Work task: Look through the records below and copy each line that includes the word "stucco".

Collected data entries
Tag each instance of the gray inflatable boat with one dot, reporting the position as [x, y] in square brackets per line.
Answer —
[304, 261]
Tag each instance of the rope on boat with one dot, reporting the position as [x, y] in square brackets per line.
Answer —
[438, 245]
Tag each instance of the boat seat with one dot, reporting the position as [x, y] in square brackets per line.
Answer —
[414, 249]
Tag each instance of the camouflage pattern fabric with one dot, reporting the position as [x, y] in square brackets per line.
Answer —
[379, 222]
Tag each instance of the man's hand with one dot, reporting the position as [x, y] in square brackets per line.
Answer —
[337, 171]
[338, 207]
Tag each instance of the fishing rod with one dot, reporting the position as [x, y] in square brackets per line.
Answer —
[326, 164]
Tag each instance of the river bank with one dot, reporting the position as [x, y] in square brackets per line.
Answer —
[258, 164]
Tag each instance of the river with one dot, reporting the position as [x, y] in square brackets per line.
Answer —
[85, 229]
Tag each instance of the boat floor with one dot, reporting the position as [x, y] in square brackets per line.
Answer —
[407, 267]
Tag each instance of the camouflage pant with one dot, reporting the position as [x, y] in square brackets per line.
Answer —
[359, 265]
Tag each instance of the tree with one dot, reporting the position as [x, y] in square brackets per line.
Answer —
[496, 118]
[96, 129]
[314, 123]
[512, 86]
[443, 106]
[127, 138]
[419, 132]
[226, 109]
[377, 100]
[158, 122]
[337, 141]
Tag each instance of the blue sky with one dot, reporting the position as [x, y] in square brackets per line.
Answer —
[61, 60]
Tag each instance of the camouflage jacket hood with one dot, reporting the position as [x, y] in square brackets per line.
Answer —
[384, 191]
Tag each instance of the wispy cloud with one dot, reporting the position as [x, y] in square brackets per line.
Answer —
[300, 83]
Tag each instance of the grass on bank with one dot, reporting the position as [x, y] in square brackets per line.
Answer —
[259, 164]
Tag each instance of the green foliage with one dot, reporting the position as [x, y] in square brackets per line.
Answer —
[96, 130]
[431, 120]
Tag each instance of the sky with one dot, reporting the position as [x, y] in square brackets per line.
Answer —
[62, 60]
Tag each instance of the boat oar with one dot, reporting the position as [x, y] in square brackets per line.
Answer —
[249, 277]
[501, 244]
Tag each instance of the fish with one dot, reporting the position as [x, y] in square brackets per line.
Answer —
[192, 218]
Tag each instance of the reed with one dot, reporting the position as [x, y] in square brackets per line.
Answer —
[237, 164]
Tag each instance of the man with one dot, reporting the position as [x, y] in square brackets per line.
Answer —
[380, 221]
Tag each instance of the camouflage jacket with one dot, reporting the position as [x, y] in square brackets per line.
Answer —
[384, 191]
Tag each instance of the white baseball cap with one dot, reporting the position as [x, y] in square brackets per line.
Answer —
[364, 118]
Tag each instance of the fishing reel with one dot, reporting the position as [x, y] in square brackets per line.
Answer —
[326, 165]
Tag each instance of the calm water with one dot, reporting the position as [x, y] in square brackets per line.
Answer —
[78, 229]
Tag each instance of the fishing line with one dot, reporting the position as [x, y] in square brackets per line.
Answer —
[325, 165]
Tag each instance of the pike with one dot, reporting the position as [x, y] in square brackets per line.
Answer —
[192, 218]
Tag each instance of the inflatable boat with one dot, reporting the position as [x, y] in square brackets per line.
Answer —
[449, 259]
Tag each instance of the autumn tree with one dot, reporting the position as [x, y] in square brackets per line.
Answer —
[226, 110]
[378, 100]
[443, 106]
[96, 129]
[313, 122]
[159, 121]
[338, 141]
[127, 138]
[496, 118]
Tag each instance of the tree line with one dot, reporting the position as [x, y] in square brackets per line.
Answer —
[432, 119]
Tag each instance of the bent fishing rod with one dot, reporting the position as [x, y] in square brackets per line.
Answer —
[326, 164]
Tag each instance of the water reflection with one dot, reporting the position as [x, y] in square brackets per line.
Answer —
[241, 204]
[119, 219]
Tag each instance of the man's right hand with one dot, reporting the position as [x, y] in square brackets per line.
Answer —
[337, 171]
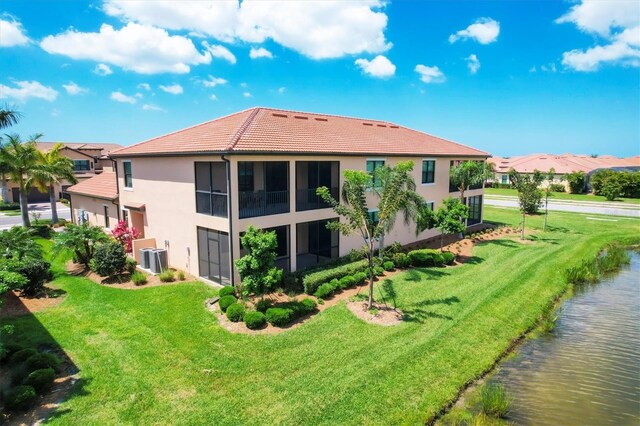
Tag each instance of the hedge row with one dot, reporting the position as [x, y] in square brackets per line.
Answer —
[314, 280]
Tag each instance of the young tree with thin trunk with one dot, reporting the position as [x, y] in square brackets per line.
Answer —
[353, 209]
[21, 160]
[470, 173]
[53, 169]
[529, 195]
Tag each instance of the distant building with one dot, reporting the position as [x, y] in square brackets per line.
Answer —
[562, 164]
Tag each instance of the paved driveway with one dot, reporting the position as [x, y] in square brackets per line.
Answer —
[611, 208]
[43, 209]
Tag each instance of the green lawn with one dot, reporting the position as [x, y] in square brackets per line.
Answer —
[158, 356]
[565, 196]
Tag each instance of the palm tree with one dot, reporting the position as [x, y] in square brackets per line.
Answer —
[53, 169]
[21, 160]
[8, 117]
[470, 173]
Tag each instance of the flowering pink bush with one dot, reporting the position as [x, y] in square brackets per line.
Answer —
[125, 235]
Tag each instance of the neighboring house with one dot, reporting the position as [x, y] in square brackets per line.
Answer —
[562, 164]
[89, 159]
[95, 200]
[195, 191]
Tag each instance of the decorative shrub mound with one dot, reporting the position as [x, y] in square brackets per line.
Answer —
[279, 317]
[226, 301]
[448, 257]
[254, 320]
[226, 291]
[20, 398]
[139, 278]
[41, 380]
[43, 360]
[235, 312]
[314, 280]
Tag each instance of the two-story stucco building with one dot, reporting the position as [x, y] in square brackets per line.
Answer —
[195, 191]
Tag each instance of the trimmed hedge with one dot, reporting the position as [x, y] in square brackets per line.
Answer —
[314, 280]
[227, 291]
[226, 301]
[235, 312]
[254, 320]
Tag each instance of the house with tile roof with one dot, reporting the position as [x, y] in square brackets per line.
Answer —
[193, 192]
[89, 159]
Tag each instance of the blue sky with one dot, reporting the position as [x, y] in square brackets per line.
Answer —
[509, 77]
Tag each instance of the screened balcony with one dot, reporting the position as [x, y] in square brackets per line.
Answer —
[263, 188]
[310, 175]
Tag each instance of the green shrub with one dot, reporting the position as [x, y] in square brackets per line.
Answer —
[449, 258]
[41, 380]
[235, 312]
[139, 278]
[226, 301]
[167, 276]
[279, 317]
[43, 360]
[109, 259]
[36, 271]
[20, 398]
[130, 265]
[254, 320]
[21, 355]
[313, 280]
[227, 291]
[401, 260]
[263, 304]
[494, 401]
[347, 282]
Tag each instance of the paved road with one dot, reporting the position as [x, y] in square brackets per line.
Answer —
[611, 208]
[41, 208]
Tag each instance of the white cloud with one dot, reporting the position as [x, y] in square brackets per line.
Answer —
[379, 67]
[26, 90]
[102, 69]
[12, 33]
[473, 63]
[73, 89]
[213, 81]
[484, 31]
[121, 97]
[139, 48]
[318, 29]
[260, 52]
[152, 107]
[430, 74]
[617, 22]
[174, 89]
[218, 51]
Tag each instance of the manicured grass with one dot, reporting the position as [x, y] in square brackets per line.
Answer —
[156, 355]
[564, 196]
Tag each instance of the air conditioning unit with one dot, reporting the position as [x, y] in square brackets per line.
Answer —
[157, 260]
[145, 254]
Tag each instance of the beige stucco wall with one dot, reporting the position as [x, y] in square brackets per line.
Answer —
[165, 185]
[95, 210]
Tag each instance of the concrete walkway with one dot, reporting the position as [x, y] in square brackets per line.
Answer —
[594, 207]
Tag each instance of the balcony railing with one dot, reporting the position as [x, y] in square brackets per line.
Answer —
[307, 199]
[263, 203]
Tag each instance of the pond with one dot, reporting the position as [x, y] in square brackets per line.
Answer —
[587, 372]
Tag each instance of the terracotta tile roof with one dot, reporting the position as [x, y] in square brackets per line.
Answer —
[564, 163]
[103, 185]
[266, 130]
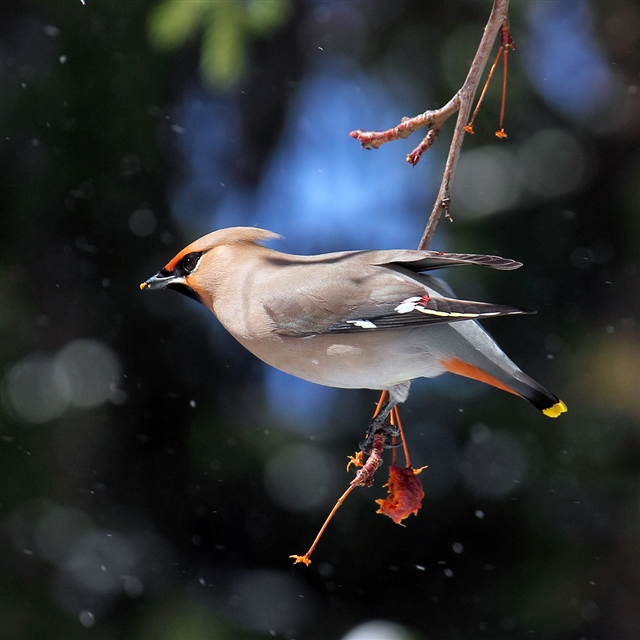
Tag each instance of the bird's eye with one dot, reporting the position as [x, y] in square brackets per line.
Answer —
[189, 262]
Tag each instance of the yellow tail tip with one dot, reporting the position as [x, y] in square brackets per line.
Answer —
[558, 408]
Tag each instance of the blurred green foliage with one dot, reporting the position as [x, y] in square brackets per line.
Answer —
[226, 26]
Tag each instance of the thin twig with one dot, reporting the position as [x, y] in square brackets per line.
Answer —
[461, 103]
[466, 94]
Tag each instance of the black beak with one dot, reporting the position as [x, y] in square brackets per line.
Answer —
[159, 281]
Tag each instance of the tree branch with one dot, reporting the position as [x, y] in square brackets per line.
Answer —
[462, 103]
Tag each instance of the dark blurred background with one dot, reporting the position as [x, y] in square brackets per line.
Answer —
[155, 477]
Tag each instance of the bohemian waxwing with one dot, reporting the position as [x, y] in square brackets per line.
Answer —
[352, 319]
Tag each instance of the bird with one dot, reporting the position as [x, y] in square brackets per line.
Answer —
[367, 319]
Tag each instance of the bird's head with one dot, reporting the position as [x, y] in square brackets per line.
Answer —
[195, 270]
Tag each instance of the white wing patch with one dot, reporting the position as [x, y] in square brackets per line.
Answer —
[407, 305]
[363, 324]
[416, 303]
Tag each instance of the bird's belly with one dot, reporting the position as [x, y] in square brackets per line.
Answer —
[360, 362]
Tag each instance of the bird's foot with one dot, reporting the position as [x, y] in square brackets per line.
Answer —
[381, 424]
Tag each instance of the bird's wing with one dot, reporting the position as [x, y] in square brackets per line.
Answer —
[420, 261]
[353, 293]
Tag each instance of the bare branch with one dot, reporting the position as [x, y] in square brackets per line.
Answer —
[497, 19]
[461, 103]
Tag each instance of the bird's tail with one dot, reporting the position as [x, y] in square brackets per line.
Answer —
[518, 383]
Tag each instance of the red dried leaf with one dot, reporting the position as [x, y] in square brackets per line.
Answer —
[405, 494]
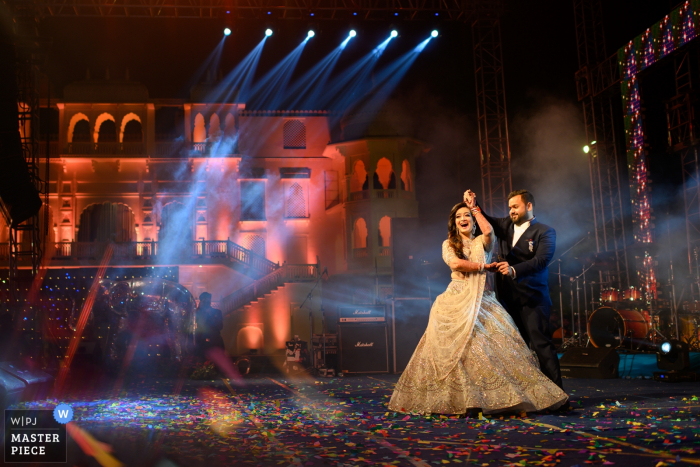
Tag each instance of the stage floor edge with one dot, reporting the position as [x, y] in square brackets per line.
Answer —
[638, 364]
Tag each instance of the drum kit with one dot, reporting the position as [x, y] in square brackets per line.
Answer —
[627, 318]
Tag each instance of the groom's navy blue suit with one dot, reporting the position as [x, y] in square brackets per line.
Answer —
[526, 298]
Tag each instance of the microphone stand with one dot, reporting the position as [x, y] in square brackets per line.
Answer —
[561, 301]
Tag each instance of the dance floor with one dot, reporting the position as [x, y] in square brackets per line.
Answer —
[305, 421]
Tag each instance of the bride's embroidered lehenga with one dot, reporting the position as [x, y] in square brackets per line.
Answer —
[472, 355]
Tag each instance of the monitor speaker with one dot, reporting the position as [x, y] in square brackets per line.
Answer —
[410, 320]
[20, 383]
[590, 362]
[364, 348]
[409, 280]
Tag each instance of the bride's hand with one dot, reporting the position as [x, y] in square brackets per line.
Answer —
[470, 198]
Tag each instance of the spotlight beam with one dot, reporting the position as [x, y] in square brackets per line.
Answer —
[270, 90]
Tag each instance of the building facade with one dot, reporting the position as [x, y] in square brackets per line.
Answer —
[226, 194]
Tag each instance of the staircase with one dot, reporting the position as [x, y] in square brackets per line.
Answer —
[257, 290]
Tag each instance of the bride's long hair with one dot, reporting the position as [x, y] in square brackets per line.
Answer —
[454, 237]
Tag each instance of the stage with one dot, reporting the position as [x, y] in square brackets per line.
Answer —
[277, 420]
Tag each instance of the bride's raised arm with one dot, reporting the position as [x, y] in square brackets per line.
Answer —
[486, 229]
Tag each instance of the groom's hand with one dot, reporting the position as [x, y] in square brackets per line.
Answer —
[504, 268]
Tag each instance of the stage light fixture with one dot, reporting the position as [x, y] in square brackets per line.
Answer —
[666, 348]
[673, 359]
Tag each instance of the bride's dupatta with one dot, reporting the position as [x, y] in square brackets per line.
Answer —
[453, 316]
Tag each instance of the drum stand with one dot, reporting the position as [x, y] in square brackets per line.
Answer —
[579, 335]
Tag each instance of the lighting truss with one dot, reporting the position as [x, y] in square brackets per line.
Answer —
[454, 10]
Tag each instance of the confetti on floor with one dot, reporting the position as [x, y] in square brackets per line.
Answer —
[305, 421]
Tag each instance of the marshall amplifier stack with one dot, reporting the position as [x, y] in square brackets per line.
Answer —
[363, 339]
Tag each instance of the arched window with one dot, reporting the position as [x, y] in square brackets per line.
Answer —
[254, 243]
[230, 126]
[385, 174]
[296, 202]
[105, 129]
[214, 128]
[406, 177]
[107, 222]
[199, 135]
[131, 129]
[81, 132]
[249, 338]
[84, 133]
[385, 231]
[359, 234]
[359, 181]
[294, 132]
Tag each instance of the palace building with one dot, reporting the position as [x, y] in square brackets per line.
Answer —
[251, 206]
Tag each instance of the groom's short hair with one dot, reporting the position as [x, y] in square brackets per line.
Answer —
[526, 196]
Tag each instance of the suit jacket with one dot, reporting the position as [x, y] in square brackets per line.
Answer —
[529, 257]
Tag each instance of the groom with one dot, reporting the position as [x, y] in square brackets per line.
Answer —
[525, 249]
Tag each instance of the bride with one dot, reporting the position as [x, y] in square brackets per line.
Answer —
[471, 355]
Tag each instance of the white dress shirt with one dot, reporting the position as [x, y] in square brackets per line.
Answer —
[519, 229]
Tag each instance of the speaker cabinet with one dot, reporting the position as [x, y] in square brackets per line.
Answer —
[410, 320]
[364, 348]
[590, 363]
[20, 383]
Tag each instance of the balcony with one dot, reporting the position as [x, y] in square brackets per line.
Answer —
[106, 149]
[54, 150]
[380, 194]
[222, 252]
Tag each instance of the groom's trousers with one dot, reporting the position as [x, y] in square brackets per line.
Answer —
[533, 324]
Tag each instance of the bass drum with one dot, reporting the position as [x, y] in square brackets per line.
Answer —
[610, 327]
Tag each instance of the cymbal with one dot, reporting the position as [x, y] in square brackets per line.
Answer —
[638, 249]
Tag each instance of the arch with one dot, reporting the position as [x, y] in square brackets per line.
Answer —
[73, 121]
[102, 222]
[385, 231]
[81, 132]
[128, 118]
[24, 130]
[199, 134]
[385, 173]
[132, 133]
[294, 134]
[296, 202]
[98, 125]
[230, 126]
[359, 234]
[254, 243]
[406, 177]
[358, 181]
[26, 238]
[214, 128]
[175, 221]
[249, 338]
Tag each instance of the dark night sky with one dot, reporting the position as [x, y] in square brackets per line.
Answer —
[538, 43]
[436, 96]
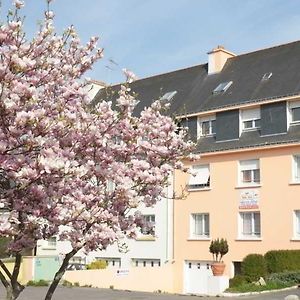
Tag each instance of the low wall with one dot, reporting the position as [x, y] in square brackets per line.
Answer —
[26, 269]
[145, 279]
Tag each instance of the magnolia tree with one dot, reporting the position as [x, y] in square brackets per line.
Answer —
[58, 152]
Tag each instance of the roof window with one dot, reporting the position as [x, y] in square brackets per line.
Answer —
[222, 87]
[168, 96]
[267, 76]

Output of the task:
Tag each instance of the two-story stucco building with one dot, reporting the position as [x, y] in square brackets per line.
Tag each instance of the beige stucco wall with one dot, reporting the position as [x, y] in square brackets per line.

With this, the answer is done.